* TO DO *
Retype the line in which "Target: underwater visibility haze" appears, then every line after it until the records end. Leave out the pictures.

* EXTRACTED INFORMATION *

◆ ◆ ◆ ◆

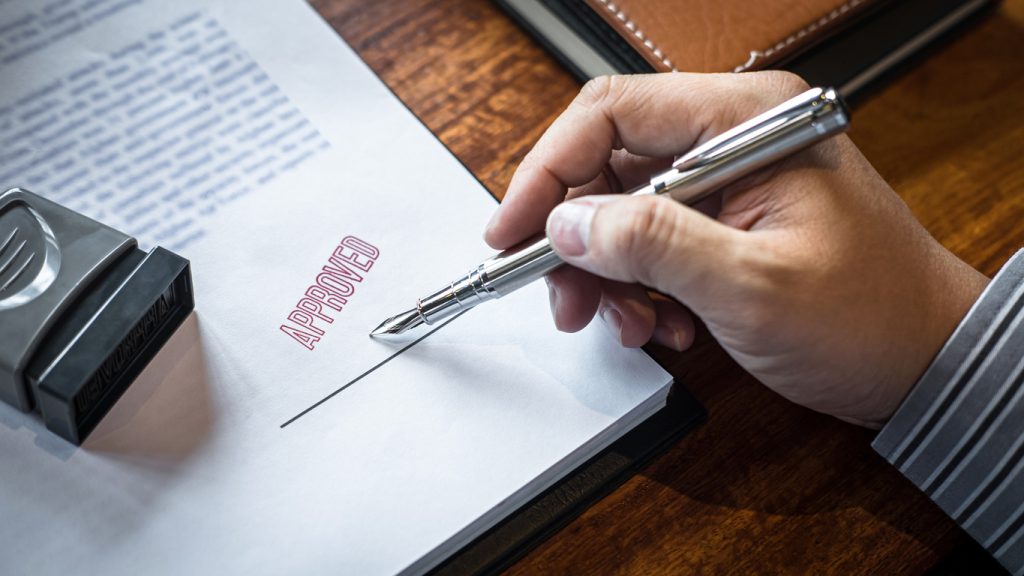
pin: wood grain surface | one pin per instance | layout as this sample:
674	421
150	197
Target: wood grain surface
765	486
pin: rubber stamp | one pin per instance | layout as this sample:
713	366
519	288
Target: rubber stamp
82	311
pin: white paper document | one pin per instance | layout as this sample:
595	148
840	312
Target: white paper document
271	436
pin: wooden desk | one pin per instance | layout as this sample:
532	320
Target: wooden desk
764	486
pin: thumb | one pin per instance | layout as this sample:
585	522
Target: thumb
650	240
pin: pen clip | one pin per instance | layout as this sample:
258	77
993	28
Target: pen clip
821	106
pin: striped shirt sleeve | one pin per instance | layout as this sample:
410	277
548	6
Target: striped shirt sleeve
960	434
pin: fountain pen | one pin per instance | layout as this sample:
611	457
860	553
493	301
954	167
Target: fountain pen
794	125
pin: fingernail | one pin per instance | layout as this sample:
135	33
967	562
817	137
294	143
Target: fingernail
669	336
568	227
613	321
552	294
491	223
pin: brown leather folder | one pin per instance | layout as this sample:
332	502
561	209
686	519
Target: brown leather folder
725	35
849	44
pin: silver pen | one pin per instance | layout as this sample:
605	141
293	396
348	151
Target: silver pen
798	123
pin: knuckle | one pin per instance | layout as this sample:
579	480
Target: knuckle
595	90
651	230
601	91
784	83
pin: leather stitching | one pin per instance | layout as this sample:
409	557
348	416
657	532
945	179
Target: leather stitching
799	35
635	31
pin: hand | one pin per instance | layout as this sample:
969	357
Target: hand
813	275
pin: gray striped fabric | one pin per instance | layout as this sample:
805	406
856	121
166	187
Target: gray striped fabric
960	434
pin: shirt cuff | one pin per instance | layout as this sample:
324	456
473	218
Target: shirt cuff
960	434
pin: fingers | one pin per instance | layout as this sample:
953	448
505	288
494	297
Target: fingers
623	172
629	313
652	115
574	296
652	241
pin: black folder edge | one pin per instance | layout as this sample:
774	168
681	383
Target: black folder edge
856	58
535	522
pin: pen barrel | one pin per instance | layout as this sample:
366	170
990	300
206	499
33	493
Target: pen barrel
517	266
769	137
495	278
797	123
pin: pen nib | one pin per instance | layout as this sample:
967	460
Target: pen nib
398	324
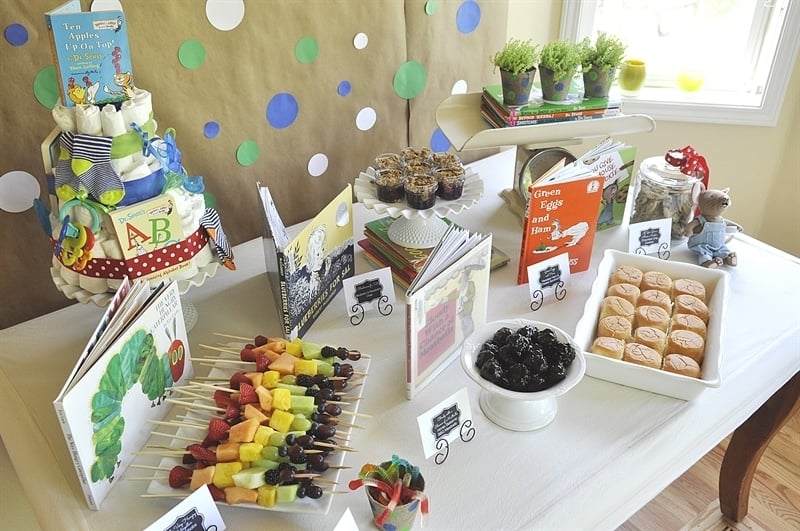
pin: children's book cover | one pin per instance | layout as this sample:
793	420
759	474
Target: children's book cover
91	54
445	303
306	272
105	413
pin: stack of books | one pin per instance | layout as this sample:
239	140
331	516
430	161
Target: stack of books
538	111
404	262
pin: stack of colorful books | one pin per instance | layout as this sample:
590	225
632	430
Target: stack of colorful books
538	111
405	262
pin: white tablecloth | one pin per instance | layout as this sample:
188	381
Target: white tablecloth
608	452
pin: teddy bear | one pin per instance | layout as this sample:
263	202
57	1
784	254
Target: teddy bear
707	232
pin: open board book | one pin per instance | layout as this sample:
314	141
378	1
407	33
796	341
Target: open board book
119	383
306	272
445	303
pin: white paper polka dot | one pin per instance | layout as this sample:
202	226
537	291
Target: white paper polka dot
225	14
365	119
317	165
360	41
18	189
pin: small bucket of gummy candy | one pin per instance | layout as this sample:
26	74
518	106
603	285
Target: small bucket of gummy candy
395	493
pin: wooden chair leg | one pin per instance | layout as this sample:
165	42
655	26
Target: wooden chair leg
748	444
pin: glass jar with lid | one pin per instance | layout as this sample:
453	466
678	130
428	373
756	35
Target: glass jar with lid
664	188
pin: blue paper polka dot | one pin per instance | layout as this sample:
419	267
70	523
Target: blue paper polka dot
439	141
282	110
468	16
211	129
16	34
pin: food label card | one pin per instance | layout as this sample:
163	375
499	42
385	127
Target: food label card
549	277
369	292
197	512
444	421
650	237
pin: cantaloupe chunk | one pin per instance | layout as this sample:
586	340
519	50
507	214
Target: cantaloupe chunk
284	364
281	420
202	476
223	473
234	495
244	431
227	451
252	412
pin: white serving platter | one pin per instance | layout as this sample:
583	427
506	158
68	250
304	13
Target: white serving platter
646	378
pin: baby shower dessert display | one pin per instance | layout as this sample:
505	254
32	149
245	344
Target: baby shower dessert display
121	202
265	426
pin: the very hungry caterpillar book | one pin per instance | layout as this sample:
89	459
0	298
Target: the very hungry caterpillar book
91	54
136	354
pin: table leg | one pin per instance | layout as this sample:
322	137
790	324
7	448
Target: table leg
748	444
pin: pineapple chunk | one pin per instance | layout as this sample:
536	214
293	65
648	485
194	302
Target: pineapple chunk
223	473
281	420
250	478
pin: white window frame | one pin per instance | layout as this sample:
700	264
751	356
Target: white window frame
577	19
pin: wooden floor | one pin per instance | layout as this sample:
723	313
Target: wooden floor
690	503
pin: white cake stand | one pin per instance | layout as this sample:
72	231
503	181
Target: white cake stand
417	229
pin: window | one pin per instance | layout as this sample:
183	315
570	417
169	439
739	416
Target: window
741	51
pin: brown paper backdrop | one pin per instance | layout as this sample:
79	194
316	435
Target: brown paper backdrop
243	69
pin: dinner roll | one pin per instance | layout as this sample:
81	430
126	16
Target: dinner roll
625	274
680	364
691	305
654	297
654	316
656	280
687	321
609	347
642	355
629	292
613	305
687	343
614	326
651	337
688	286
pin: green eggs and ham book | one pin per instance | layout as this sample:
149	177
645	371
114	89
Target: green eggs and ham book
91	54
120	383
306	272
445	303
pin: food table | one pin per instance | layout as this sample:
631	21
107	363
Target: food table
609	450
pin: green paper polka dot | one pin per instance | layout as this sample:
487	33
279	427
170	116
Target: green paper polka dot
192	54
306	50
45	87
409	80
247	153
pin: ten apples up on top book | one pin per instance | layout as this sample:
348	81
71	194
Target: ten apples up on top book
561	216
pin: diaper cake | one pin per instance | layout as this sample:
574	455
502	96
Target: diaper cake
121	203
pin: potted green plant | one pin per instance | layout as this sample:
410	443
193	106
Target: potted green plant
599	62
517	63
558	63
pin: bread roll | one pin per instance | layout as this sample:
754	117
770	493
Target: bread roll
614	326
642	355
625	274
680	364
654	297
609	347
687	321
654	316
656	280
691	305
651	337
613	305
629	292
688	286
687	343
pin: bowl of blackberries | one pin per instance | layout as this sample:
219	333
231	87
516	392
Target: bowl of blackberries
522	366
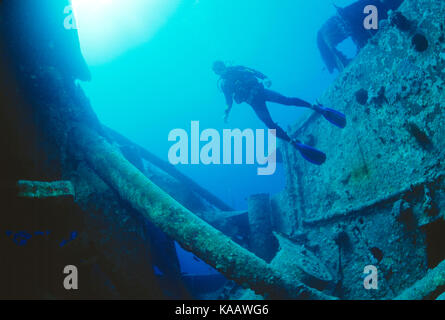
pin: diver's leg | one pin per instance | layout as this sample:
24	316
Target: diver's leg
276	97
261	111
310	154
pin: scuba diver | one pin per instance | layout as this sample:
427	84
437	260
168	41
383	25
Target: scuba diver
242	84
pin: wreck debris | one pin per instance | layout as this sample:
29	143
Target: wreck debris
362	96
262	242
421	137
42	190
420	42
298	262
427	286
195	235
398	20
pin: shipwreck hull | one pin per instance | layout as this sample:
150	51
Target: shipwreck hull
379	198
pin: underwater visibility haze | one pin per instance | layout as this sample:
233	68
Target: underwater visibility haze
123	168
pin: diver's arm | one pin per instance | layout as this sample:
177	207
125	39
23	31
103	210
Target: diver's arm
229	102
266	80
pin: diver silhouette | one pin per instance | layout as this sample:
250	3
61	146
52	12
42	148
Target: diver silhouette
242	84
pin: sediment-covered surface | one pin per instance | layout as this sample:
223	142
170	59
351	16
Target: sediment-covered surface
379	198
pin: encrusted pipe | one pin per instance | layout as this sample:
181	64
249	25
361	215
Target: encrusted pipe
261	240
42	190
192	233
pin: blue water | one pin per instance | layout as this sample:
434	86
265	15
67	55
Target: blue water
147	83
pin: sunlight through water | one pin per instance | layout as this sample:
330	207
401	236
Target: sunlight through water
108	28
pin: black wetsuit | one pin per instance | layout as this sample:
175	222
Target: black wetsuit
241	84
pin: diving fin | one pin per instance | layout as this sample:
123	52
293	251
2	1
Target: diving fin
333	116
310	154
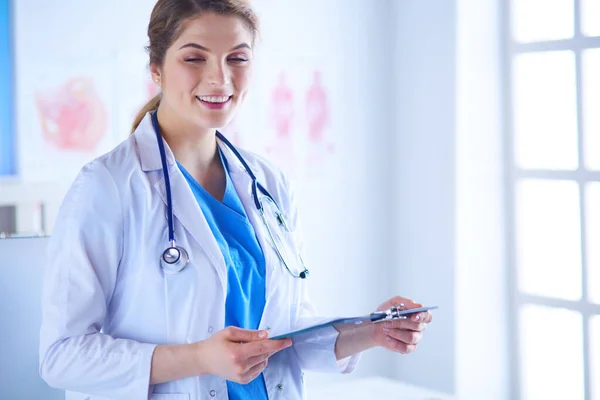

◆ ◆ ◆ ◆

* TASK ANSWER *
Target: underwater visibility haze
123	168
pin: diver's arm | one pin per instance | layout as this sample:
177	207
125	39
23	31
103	210
Target: diver's arm
229	102
266	80
pin: diver silhouette | one pin per instance | layout as this sample:
250	3
61	146
52	12
42	148
Target: diver silhouette
242	84
pin: sediment-covered surface | one pin per instance | layout as this sample:
223	142
170	59
351	16
Target: sediment-covered surface
379	198
pin: encrusted pipe | one pin per instance | layout as this sample:
181	64
249	25
361	215
Target: encrusted pipe
261	240
42	190
192	233
pin: blue water | one pin per instance | layout as this sample:
434	86
265	15
67	55
Target: blue water
147	83
pin: sunlight through water | one pin per instance | layout as this sample:
330	207
401	236
Target: sunlight through water
108	28
pin: black wetsuit | one pin per instance | layout as this sample:
175	222
Target: black wetsuit
241	84
pin: diving fin | one pin per instance | layout as this sample:
123	52
293	251
2	1
Target: diving fin
333	116
310	154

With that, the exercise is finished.